TASK ITEM >> Would you copy out only the lines from the one with "if you could find the marshal" to the end of the records, exactly as they stand?

RECORDED INFORMATION >>

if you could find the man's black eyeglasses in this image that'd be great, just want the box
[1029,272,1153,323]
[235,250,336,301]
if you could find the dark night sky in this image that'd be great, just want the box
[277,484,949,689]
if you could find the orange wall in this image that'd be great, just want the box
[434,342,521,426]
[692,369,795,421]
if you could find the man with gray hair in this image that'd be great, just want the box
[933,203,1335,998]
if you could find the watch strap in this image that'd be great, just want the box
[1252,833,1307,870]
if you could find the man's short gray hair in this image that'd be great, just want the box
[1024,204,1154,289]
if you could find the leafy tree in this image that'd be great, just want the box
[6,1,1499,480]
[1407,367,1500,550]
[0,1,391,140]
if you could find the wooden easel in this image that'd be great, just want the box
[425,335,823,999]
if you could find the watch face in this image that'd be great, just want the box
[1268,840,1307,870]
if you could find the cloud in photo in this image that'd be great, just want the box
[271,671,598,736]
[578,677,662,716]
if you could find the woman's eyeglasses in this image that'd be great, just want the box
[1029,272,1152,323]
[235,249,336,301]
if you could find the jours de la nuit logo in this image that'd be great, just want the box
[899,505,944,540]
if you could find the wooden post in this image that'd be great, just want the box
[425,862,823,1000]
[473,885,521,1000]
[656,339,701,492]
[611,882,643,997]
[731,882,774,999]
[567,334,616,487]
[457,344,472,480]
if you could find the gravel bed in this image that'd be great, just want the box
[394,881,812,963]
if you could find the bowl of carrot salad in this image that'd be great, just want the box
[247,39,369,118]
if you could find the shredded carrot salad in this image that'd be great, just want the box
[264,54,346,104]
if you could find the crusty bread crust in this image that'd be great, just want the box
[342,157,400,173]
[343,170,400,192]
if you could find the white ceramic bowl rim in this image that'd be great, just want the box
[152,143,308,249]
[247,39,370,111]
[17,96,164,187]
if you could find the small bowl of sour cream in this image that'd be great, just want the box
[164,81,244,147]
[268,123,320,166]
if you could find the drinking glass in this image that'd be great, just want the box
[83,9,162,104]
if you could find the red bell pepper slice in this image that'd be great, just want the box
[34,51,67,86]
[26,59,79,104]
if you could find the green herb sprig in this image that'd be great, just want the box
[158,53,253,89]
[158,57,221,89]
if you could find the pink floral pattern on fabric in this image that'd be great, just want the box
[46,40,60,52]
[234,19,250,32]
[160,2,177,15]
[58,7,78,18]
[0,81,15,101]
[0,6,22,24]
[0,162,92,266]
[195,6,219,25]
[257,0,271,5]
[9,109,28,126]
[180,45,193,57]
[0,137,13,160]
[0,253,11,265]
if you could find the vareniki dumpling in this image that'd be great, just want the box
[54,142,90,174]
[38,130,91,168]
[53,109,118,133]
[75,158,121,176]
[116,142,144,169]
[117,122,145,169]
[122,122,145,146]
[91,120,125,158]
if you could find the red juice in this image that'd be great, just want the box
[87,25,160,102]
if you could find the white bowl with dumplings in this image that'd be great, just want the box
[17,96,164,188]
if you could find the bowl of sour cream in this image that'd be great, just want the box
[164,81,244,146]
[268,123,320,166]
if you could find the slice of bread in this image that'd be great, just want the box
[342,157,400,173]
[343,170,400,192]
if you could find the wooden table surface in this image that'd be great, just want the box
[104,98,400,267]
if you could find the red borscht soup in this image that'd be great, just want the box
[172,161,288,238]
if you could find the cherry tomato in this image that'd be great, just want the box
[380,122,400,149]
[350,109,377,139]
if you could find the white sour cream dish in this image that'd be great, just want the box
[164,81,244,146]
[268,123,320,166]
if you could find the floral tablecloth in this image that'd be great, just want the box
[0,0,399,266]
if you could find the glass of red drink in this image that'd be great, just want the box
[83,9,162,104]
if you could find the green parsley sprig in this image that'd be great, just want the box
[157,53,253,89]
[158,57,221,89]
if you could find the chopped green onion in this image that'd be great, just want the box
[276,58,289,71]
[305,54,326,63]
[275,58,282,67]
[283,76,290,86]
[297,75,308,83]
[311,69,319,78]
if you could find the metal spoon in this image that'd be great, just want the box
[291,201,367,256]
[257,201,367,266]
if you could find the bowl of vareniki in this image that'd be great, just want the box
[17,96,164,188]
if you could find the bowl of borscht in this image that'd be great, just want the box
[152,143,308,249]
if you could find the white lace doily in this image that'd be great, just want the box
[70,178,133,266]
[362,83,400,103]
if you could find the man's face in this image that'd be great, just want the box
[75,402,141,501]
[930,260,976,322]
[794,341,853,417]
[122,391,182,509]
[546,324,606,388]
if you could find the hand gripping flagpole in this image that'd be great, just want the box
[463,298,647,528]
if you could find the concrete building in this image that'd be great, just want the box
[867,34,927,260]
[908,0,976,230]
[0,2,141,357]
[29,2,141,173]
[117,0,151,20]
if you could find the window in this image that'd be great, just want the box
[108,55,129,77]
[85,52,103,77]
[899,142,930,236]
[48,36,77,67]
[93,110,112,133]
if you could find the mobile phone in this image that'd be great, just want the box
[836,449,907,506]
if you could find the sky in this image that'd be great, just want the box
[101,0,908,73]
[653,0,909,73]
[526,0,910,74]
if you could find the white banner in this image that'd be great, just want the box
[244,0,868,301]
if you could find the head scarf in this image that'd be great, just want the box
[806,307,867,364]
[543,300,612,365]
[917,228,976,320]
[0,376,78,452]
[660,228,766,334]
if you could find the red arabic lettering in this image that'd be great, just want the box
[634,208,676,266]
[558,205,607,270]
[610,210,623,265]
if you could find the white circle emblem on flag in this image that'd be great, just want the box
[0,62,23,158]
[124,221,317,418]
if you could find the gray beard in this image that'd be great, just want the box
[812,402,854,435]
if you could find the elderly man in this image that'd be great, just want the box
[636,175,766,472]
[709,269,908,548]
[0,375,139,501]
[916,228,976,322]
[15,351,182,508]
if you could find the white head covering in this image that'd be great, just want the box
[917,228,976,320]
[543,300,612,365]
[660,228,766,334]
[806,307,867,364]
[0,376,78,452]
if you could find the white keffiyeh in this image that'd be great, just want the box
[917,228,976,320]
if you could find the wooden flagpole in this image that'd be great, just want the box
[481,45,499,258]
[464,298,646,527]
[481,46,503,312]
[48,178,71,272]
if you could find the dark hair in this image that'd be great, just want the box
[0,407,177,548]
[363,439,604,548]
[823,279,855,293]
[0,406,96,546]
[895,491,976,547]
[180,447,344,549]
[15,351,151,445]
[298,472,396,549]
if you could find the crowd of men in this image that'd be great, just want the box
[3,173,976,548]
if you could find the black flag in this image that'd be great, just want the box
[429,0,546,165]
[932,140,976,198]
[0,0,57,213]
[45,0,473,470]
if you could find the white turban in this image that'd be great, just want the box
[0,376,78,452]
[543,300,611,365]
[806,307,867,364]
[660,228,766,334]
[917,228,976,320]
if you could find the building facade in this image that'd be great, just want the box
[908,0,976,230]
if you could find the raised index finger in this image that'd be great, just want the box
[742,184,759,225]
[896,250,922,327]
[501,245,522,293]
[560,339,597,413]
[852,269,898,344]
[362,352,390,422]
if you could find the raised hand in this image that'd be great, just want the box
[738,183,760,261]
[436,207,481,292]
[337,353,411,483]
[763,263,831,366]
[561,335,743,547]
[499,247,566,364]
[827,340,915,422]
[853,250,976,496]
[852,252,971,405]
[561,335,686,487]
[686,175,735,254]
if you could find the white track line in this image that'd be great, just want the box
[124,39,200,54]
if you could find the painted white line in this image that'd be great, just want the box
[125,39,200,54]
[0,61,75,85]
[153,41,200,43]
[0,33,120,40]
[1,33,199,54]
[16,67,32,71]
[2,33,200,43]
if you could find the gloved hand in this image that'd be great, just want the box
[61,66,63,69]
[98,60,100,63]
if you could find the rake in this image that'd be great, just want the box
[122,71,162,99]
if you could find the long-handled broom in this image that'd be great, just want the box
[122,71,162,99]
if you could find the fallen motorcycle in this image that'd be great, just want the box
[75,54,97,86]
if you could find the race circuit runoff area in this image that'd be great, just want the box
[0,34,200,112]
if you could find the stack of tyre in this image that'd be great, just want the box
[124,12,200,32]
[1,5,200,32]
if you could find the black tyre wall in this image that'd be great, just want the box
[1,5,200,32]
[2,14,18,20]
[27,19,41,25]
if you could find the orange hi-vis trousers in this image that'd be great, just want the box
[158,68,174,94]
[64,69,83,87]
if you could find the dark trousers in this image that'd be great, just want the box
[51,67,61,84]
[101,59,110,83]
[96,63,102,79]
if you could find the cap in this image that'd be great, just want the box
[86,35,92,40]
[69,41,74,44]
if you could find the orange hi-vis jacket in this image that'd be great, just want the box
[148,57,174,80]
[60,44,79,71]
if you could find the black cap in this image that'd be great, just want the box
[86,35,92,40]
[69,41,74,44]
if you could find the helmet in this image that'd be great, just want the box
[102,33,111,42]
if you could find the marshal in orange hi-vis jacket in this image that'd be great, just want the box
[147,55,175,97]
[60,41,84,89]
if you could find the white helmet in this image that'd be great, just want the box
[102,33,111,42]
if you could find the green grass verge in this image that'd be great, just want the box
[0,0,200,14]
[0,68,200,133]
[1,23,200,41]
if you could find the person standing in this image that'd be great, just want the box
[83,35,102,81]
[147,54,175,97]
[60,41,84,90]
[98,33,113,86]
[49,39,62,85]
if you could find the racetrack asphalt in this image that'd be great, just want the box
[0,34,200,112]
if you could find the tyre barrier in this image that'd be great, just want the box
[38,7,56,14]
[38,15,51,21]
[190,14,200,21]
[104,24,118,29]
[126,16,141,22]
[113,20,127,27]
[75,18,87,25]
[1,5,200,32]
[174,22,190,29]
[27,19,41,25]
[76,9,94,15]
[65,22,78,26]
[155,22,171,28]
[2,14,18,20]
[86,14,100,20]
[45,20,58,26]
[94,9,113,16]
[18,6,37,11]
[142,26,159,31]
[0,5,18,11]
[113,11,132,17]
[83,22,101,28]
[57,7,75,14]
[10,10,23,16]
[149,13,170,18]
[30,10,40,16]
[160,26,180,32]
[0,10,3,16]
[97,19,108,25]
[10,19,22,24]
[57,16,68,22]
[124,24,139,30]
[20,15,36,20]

SOLUTION TO THE PROBLEM >>
if you could find the marshal in orange hi-vis jacket in this image that'd be great, just want the box
[147,55,175,97]
[60,41,84,89]
if you could find the white helmet in this image that'd be great, just want the box
[102,33,111,42]
if you could find the green grass verge in this image that'd be great, just want the box
[0,0,200,14]
[0,68,200,133]
[1,23,200,41]
if you could find the person standing in this image that'd be great, just want the box
[83,35,102,81]
[147,54,175,97]
[60,41,84,90]
[98,33,113,86]
[49,39,62,85]
if you could find the racetrack asphalt in this image that'd be great, just want the box
[0,34,200,112]
if you could find the tyre barrier in this image that'd be great, just want the box
[38,7,56,14]
[38,15,51,21]
[190,14,200,21]
[104,24,118,29]
[126,16,141,22]
[113,20,127,27]
[75,18,87,25]
[1,5,200,32]
[174,22,190,29]
[27,19,41,25]
[76,9,94,15]
[65,22,78,26]
[155,22,171,28]
[2,14,18,20]
[86,14,100,20]
[45,20,58,26]
[94,9,113,16]
[18,6,37,11]
[142,26,159,31]
[0,5,18,11]
[113,11,132,17]
[83,22,101,28]
[57,7,75,14]
[10,10,23,16]
[149,13,170,18]
[30,10,40,16]
[160,26,180,32]
[0,10,3,16]
[97,19,108,25]
[10,19,22,24]
[57,16,68,22]
[124,24,139,30]
[20,15,36,20]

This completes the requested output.